**Problem statement**
Reproduce the part of the material below that opens with the line containing "Can you see the short" and closes with the line containing "pixel 257 308", copying only those lines.

**Listed entries**
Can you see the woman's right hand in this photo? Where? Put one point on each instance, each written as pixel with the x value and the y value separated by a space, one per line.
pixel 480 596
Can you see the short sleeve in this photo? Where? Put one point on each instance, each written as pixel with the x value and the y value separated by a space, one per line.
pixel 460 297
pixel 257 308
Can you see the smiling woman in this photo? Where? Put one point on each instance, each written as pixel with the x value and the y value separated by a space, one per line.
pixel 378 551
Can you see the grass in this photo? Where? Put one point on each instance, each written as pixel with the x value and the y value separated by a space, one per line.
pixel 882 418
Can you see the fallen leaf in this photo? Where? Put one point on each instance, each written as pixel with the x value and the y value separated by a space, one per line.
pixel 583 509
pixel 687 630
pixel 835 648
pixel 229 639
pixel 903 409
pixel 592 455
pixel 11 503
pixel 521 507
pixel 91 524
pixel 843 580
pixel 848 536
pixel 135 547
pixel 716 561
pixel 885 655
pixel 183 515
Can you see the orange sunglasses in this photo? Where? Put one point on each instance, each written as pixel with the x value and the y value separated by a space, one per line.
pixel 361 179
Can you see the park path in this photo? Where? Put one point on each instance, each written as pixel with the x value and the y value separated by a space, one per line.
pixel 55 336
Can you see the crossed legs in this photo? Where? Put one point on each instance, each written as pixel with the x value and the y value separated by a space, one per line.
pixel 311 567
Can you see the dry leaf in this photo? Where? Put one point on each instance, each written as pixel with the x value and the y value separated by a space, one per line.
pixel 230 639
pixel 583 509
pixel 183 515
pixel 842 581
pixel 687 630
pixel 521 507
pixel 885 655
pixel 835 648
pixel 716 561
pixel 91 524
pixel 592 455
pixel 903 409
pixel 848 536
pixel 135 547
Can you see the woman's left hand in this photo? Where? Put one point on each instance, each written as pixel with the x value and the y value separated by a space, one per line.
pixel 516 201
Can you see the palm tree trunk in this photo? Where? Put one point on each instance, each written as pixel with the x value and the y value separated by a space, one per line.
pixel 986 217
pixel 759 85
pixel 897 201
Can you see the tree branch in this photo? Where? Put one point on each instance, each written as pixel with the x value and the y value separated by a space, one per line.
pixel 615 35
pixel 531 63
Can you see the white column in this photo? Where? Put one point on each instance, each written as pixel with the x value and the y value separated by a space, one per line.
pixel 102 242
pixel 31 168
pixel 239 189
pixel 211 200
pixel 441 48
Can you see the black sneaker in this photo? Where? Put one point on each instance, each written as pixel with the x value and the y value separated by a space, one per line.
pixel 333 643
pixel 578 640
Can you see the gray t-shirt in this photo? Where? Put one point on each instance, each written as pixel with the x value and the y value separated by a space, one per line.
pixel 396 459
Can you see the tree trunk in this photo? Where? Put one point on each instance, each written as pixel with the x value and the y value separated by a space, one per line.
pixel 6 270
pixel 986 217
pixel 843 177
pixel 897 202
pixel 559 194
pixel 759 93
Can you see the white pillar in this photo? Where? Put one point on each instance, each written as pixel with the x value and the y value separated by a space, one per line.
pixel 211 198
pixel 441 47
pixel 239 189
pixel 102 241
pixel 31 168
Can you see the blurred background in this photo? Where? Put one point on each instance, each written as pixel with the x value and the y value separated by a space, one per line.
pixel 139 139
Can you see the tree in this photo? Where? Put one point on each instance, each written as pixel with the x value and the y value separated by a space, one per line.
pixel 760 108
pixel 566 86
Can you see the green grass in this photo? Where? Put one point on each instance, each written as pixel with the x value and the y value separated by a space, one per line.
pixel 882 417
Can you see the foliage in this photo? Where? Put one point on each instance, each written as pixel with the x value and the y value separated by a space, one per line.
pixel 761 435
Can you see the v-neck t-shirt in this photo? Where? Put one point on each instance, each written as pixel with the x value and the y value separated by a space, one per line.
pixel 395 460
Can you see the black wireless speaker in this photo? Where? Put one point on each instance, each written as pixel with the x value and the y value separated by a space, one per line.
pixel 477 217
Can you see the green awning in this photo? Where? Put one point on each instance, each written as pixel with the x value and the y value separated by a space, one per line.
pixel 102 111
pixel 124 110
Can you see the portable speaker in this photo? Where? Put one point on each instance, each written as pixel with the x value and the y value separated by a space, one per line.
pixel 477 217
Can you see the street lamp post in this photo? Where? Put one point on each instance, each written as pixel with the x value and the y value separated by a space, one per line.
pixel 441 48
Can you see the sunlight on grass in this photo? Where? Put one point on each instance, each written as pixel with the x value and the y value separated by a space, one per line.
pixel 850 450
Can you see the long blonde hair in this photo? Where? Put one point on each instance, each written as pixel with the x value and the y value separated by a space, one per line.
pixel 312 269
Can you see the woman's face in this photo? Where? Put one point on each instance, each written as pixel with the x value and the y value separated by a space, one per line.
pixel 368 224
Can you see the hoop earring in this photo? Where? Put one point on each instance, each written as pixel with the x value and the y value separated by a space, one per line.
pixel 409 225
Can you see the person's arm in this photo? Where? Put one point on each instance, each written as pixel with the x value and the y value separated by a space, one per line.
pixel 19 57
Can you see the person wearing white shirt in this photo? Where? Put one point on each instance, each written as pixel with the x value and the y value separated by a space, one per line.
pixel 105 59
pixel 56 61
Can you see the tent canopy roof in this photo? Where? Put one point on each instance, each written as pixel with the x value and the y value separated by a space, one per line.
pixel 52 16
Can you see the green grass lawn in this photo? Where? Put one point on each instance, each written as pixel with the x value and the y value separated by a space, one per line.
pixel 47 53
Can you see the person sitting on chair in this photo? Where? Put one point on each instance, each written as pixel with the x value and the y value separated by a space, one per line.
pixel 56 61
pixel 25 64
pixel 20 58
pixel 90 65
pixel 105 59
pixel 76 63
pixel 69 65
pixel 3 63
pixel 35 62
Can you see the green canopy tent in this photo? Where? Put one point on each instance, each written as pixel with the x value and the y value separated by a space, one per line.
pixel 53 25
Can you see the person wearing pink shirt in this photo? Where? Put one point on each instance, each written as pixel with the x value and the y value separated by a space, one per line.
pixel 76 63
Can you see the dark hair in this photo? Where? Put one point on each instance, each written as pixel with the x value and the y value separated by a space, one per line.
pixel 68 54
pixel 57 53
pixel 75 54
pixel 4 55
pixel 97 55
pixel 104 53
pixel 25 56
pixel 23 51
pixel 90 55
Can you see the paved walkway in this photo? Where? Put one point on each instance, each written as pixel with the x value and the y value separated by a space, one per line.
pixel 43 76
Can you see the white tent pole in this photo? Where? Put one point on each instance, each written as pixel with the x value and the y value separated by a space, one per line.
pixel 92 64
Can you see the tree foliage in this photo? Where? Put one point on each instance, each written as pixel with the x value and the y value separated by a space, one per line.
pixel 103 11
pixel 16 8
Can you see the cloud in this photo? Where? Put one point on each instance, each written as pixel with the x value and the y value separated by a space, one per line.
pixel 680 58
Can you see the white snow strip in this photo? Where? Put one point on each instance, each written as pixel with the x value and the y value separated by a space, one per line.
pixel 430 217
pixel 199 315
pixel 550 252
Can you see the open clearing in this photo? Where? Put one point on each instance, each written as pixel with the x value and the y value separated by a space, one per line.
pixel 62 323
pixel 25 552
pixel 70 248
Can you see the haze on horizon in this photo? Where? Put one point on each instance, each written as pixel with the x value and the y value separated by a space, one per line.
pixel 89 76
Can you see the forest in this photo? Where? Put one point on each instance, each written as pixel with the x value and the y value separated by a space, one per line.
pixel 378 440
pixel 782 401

**Response**
Can you see the short sleeve in this photo? Where? Put one point on each instance, each written as pixel with the x value and the y value separated by a space, one per line.
pixel 460 297
pixel 257 308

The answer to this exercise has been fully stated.